Extract the full set of records that follows, word for word.

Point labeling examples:
--------------------
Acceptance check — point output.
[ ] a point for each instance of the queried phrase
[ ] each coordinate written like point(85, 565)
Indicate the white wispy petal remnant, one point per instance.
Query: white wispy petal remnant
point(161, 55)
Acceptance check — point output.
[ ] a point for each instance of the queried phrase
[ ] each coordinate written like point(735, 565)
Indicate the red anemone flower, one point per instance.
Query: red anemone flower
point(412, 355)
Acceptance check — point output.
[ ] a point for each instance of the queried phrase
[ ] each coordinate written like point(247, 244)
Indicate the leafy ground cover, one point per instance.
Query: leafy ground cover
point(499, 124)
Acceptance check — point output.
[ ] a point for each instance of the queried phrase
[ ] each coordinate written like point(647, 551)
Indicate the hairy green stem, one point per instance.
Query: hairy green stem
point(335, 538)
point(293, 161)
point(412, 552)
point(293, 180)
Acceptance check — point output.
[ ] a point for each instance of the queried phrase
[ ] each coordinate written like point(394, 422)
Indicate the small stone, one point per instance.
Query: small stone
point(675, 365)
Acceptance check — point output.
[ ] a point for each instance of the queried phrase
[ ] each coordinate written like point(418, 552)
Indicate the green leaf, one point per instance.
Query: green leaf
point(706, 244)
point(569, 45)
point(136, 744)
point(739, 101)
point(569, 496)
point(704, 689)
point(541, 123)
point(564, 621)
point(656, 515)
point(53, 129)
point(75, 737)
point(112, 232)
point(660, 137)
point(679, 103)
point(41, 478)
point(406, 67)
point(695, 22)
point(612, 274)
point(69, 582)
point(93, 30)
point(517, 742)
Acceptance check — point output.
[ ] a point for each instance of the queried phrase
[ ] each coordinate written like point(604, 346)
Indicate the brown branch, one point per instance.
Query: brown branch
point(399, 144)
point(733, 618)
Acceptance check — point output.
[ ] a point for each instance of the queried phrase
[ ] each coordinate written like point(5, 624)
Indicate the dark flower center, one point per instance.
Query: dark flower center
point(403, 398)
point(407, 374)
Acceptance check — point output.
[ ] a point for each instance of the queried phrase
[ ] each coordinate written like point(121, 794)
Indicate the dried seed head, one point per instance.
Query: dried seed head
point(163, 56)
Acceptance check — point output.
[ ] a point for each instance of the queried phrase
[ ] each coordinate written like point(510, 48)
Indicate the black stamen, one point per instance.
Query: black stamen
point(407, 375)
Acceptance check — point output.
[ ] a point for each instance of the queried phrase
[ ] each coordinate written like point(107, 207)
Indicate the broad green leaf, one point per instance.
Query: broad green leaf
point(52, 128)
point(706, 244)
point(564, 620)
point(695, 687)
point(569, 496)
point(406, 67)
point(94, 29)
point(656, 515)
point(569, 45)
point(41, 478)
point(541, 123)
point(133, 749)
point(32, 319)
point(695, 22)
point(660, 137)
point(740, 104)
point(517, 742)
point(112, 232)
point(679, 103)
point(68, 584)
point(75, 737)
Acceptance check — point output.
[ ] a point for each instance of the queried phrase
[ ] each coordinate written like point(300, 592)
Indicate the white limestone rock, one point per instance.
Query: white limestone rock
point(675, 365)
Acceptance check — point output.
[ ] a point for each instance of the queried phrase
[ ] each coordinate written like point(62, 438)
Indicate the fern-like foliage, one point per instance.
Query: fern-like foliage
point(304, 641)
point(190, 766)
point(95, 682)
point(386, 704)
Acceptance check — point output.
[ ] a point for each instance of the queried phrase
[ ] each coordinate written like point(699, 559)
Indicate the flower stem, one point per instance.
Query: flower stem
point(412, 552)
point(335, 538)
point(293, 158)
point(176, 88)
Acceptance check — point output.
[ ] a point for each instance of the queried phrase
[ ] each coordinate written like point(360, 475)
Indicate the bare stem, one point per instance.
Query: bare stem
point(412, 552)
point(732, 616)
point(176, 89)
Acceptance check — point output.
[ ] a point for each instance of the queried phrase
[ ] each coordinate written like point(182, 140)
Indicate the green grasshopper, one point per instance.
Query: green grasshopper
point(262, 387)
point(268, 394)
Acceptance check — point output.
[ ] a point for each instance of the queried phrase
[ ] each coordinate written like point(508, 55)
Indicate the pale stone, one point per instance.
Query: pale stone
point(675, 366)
--------------------
• **THE COMPLETED TASK**
Acceptance check — point output.
[ ] a point for each instance of the queried phrase
[ ] each coordinate written like point(85, 565)
Indicate the white wispy petal remnant, one point per instance.
Query: white wispy petal remnant
point(161, 55)
Acceptance check — point output.
[ ] a point for each instance of the queried phrase
[ ] each coordinate written like point(735, 565)
Indicate the red anemone flower, one point per instance.
Query: red anemone flower
point(412, 355)
Acceptance check — point output.
[ ] a point for each instance of the queried phrase
[ ] each coordinate written like point(247, 244)
Indicate the leafy ground cover, one point per instance.
Query: leafy ground cover
point(499, 124)
Acceptance check — point output.
[ ] a point for each instance of the queried phrase
[ ] each coordinate written like point(647, 551)
Indicate the hairy green stem, one point per instance.
Query: hairy green stem
point(335, 538)
point(293, 161)
point(412, 552)
point(293, 180)
Acceptance check — point output.
[ ] a point for each instance of the queried phrase
[ ] each coordinate written like point(394, 422)
Indicate the small stone, one point per instance.
Query: small stone
point(675, 365)
Acceptance check — point output.
[ ] a point for each instance of the queried phrase
[ ] each coordinate written like point(418, 552)
Indicate the green leaf, one point per instance.
Query: green leaf
point(706, 244)
point(569, 45)
point(136, 744)
point(739, 101)
point(569, 496)
point(704, 689)
point(541, 123)
point(564, 621)
point(656, 515)
point(53, 129)
point(75, 737)
point(112, 232)
point(660, 137)
point(679, 103)
point(41, 478)
point(406, 67)
point(695, 22)
point(612, 274)
point(69, 582)
point(93, 30)
point(517, 742)
Acceptance check — point output.
[ ] a point for each instance of the queried phrase
[ ] each coordinate written like point(604, 346)
Indicate the brown branch, one point per instance.
Query: brown branch
point(399, 144)
point(733, 618)
Acceptance check — point output.
[ ] a point for each instance of the queried phrase
[ ] each coordinate written like point(5, 624)
Indicate the dark flower center, one point per instance.
Query: dark flower center
point(403, 398)
point(407, 374)
Acceptance check — point output.
[ ] a point for each instance of the queried phrase
[ ] each coordinate written like point(121, 794)
Indicate the dried seed head, one point per instance.
Query: dried seed head
point(163, 56)
Acceptance check — point output.
[ ] a point for each instance of the queried phrase
[ ] each coordinate written like point(510, 48)
Indicate the black stamen, one point per instance.
Query: black stamen
point(407, 375)
Acceptance check — point output.
[ ] a point for each instance of the queried phrase
[ ] each coordinate written like point(107, 207)
Indicate the broad green leaf, one point per instance.
Query: broad green leaf
point(52, 128)
point(706, 244)
point(564, 620)
point(695, 687)
point(569, 496)
point(406, 67)
point(94, 29)
point(656, 515)
point(569, 45)
point(41, 478)
point(541, 123)
point(133, 749)
point(32, 319)
point(695, 22)
point(660, 137)
point(740, 104)
point(517, 742)
point(112, 232)
point(679, 103)
point(68, 584)
point(75, 737)
Acceptance check — point output.
[ ] a point for each instance of the queried phrase
[ ] each coordinate written like point(300, 592)
Indicate the white limestone rock, one point per instance.
Query: white limestone rock
point(675, 365)
Acceptance check — point output.
[ ] a point for each instance of the queried phrase
[ ] each coordinate written like point(62, 438)
Indicate the fern-like foliage, one point per instance.
Query: fern-like foliage
point(304, 641)
point(190, 766)
point(95, 682)
point(386, 704)
Acceptance check — point output.
[ ] a point for each instance of the queried phrase
[ ] each coordinate written like point(699, 559)
Indicate the flower stem, one point per instance.
Query: flower stem
point(412, 552)
point(335, 538)
point(293, 158)
point(176, 88)
Acceptance check — point output.
[ ] a point for each instance of the queried phrase
[ ] each coordinate written like point(360, 475)
Indicate the bare stem, one point per instance.
Query: bare stem
point(412, 552)
point(732, 616)
point(176, 89)
Acceptance check — point output.
[ ] a point for each instance of the queried phrase
[ ] each coordinate written like point(182, 140)
Indicate the green grasshopper, one point per instance.
Query: green grasshopper
point(262, 387)
point(268, 394)
Acceptance check — point output.
[ ] a point for each instance of the queried phrase
[ ] each coordinate written like point(508, 55)
Indicate the pale stone, one point per instance.
Query: pale stone
point(675, 366)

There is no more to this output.